■ **DOCUMENT EXCERPT**:

+ + + + +

# New Book Covenant Theology (Baptist)



## Jesus is my friend (Sep 8, 2011)

Hearing alot of good recommendations and excitement about the new Covenant Theolgy from Greg Nichols it should be out soon and our Church is eagerly awaiting it's publication.

SGCB | COVENANT THEOLOGY: A Reformed and Baptistic Perspective on God's Covenants


----------



## JML (Sep 8, 2011)

It is on my wish list as well. Looking forward to taking a look at it.


----------



## RC1689 (Sep 9, 2011)

This has been a long time coming. Can't wait...


----------



## KMK (Sep 9, 2011)

Looking forward to seeing it on Kindle.


----------



## baron (Sep 9, 2011)

Thanks ordered it.


----------



## Marrow Man (Sep 9, 2011)

Jesus is my friend said:


> the new Covenant Theolgy from Greg Nichol



I'm assuming this is a new book on covenant theology and not a new book on New Covenant Theology, correct? Judging by the endorsements, that would be the case, but might want to make that clear.


----------



## timmopussycat (Sep 9, 2011)

DMcFadden said:


> Thanks, ordered mine.
> 
> [Please tell me that the Drunk with Powder Puff guy won't hire a hit man to shoot me if I buy it]



Just tell him you're buying it on the "Know your enemy" principle. (Which is what a broad evangelical told me 20 years ago when asked why he bought Bultmann as his first ST). 

And yes he walked away from the meeting.


----------



## Marrow Man (Sep 9, 2011)

DMcFadden said:


> [Please tell me that the Drunk with Powder Puff guy won't hire a hit man to shoot me if I buy it]



First, the signed Luther portrait (you had one, bought that).

Then, the ties from The Tie Bar (bought two).

Now, this Baptist book (nope, ain't gonna happen  ).


----------



## deleteduser99 (Sep 10, 2011)

Marrow Man said:


> Jesus is my friend said:
> 
> 
> > the new Covenant Theolgy from Greg Nichol
> ...



That's the case. New book on covenant theology.

Ordered my copy, excited to get it. Coming from Greg Nichols, this will be a very good work.


----------



## DMcFadden (Sep 10, 2011)

Marrow Man said:


> Jesus is my friend said:
> 
> 
> > the new Covenant Theolgy from Greg Nichol
> ...



Thanks, ordered mine.

+ + + + +

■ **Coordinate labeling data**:
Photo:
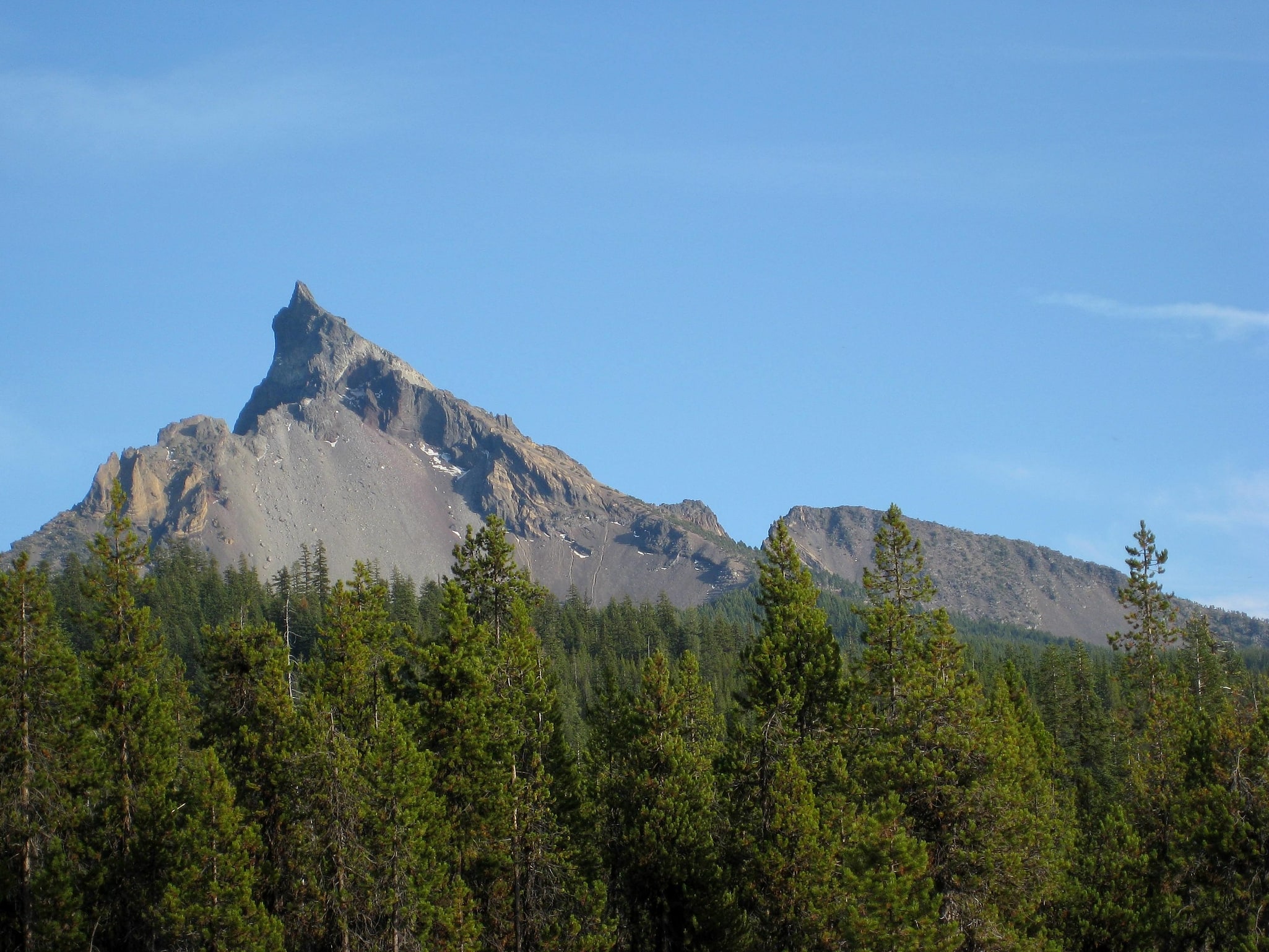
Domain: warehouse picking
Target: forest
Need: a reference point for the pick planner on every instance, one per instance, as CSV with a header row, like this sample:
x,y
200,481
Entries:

+ + + + +

■ **EXERCISE SET**:
1. Duplicate the stretch of the forum thread from "That's the case." through "DMcFadden (Sep 10, 2011)".
2. Render this sentence from the forum thread in French: "It is on my wish list as well."

■ **IN RESPONSE**:
1.
That's the case. New book on covenant theology.

Ordered my copy, excited to get it. Coming from Greg Nichols, this will be a very good work.


----------



## DMcFadden (Sep 10, 2011)

2. Il est aussi sur ma liste de souhaits.